**Directions**
Write out again every line, starting with the line that contains "If you could pick out the player's tattooed" and going on through the line that contains "If you could pick out the red shorts", with both of those lines included. Keep the lines without points unchanged, and offset each point coordinate in these lines by -60.

**Provided material**
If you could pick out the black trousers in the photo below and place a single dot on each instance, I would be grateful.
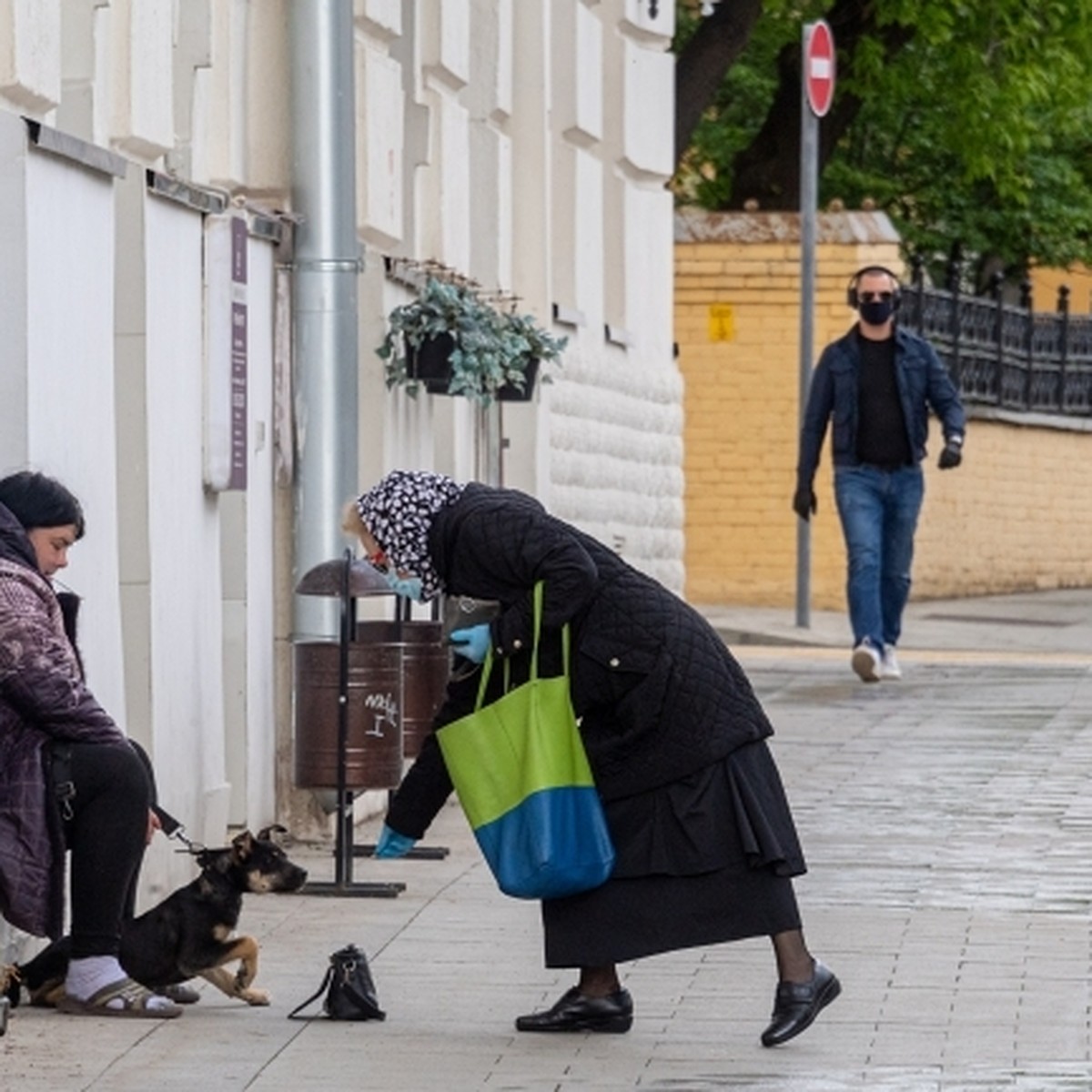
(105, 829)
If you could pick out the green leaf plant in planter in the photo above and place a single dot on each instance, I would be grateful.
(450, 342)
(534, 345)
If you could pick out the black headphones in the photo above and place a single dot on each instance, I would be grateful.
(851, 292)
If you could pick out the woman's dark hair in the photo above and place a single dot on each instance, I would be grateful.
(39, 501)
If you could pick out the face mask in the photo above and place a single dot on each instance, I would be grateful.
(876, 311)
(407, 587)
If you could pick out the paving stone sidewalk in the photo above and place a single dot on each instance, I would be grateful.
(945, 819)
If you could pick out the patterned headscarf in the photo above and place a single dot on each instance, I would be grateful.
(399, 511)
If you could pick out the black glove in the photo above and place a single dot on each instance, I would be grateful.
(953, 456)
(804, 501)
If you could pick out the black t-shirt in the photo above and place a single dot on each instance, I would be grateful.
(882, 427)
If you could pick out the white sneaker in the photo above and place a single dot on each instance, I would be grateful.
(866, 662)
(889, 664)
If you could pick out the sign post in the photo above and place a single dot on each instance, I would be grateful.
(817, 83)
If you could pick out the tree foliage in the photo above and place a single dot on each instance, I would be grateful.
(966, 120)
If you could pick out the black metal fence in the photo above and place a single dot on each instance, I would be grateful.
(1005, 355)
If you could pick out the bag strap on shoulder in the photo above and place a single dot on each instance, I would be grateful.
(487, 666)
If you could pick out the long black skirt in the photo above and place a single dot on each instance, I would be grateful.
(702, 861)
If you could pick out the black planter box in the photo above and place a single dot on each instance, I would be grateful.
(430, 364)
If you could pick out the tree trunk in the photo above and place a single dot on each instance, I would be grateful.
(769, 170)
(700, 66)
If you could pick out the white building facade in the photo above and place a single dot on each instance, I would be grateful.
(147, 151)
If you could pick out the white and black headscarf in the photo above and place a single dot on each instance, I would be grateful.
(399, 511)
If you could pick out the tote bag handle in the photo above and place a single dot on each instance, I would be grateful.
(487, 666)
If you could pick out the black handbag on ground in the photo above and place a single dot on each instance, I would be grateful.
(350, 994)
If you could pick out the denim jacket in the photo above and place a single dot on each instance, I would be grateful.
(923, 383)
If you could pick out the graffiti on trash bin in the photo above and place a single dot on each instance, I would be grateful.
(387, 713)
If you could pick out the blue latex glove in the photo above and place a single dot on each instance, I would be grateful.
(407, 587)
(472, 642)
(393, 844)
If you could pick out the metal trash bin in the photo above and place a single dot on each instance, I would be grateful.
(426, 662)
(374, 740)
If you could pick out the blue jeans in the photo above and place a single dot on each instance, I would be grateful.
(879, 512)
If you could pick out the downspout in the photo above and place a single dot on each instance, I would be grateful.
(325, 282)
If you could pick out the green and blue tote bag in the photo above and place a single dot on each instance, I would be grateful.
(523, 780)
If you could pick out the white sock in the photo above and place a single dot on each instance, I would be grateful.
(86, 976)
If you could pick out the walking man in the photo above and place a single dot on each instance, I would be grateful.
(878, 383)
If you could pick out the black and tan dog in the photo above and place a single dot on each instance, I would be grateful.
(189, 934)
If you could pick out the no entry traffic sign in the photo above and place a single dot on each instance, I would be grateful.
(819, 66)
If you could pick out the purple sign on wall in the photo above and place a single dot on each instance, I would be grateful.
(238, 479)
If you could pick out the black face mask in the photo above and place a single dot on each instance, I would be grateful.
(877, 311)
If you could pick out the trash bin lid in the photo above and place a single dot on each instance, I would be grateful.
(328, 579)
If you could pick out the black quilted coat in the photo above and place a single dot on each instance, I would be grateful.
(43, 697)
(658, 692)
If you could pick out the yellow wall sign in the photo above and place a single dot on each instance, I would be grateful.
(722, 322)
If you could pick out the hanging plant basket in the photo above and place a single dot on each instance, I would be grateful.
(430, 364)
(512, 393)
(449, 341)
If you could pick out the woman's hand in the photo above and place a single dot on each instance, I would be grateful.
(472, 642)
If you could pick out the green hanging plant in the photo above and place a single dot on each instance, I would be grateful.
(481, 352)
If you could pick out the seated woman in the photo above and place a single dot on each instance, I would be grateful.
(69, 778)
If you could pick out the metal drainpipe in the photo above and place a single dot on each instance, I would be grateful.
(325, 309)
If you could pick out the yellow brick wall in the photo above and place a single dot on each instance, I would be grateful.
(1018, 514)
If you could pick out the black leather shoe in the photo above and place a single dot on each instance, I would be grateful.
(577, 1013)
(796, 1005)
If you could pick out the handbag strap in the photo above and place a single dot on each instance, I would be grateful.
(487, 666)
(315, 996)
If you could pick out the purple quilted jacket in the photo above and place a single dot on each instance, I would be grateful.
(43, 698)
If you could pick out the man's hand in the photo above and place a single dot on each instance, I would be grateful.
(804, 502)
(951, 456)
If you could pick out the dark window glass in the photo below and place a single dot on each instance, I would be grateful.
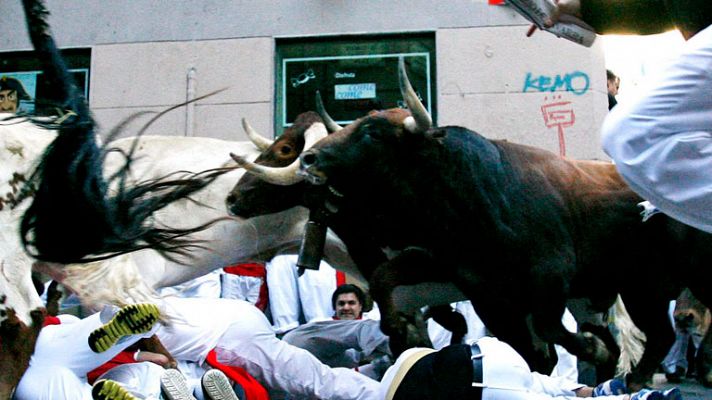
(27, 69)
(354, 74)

--

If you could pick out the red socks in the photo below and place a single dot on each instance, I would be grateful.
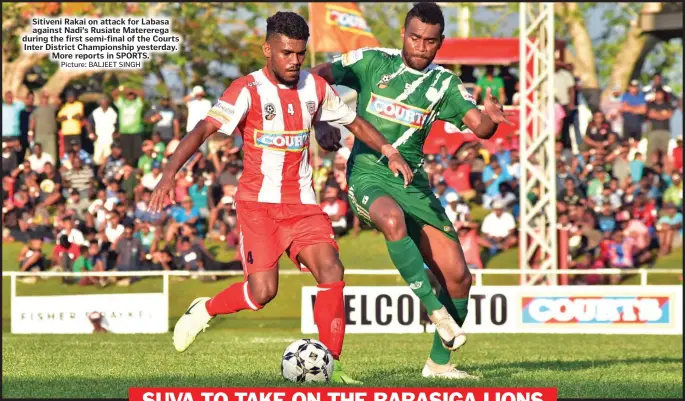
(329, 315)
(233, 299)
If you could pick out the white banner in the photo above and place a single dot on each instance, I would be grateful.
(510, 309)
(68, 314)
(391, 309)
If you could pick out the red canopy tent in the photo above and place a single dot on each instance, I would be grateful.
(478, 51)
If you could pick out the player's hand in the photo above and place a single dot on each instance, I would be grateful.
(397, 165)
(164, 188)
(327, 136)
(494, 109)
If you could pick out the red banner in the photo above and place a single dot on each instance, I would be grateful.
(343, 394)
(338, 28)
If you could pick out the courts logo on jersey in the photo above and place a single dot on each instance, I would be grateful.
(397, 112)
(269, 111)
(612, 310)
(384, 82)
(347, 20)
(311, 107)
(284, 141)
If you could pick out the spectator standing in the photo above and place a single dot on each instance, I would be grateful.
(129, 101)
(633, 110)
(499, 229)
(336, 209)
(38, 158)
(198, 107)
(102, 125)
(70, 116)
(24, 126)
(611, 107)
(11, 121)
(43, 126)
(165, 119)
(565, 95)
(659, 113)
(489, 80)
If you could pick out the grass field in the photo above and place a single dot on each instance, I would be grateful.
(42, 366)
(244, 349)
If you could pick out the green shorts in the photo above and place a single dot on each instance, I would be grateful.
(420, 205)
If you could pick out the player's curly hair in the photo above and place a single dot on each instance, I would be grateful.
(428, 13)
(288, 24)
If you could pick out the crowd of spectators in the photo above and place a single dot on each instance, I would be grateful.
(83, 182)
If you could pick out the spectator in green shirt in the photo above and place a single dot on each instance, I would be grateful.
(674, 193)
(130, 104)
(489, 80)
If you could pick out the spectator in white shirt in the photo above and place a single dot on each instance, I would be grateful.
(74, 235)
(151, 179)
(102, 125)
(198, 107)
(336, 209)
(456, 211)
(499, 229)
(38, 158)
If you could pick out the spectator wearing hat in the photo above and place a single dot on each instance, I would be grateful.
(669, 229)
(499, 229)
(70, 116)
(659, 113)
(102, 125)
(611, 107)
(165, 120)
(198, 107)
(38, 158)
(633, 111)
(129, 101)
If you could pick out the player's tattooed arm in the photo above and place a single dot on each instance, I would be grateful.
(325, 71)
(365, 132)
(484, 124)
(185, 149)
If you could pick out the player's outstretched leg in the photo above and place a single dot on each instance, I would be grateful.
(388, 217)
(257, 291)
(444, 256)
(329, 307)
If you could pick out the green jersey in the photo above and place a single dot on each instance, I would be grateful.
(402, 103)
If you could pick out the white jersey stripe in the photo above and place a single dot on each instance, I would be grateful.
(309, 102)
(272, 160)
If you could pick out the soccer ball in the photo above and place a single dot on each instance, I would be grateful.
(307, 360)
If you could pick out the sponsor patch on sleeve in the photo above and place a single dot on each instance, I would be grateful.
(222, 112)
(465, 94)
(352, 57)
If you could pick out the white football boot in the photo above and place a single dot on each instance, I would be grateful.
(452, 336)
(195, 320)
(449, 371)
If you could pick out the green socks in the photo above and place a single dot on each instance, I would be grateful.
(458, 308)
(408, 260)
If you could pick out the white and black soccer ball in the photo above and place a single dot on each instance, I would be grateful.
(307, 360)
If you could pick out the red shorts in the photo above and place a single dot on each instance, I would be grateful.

**Final answer**
If you could pick out the player's tattooed arm in the photo above and place a single dot on each instance, I would be grateful.
(265, 11)
(305, 72)
(424, 64)
(125, 89)
If you could pick out the player's outstretched leg in the photo above and place a single dot on each instance, I would be grateful.
(328, 157)
(197, 231)
(384, 196)
(269, 247)
If you could pick out the green jersey in the photo above and place a single dot on each instance, I would be grateful.
(342, 43)
If you could pick out the white jersey stripe in the photo above and place a single dot on each instance, I would be grateful.
(249, 42)
(212, 100)
If you could pick out the soccer ball in the photo above and place a single dot on each instance, I would be grateful.
(247, 300)
If you could pick out the sponsor patch on sleeve in the photo above and place a single dot on each instance, I would be grateful.
(162, 52)
(405, 34)
(292, -3)
If you could pick out the white football boot in the photo above and place a single dot on each instance, I would be grateful.
(392, 276)
(135, 260)
(389, 311)
If you could pick out the green socks in the photo above and place a single dot on each instance, I would be grateful.
(398, 248)
(348, 200)
If you could pick out the white and black soccer ball in the photo above and place a single dot on each instance, I would be grateful.
(247, 300)
If you could pick out the red shorts in the photo above and place a single dot on each instance, I would be grateful.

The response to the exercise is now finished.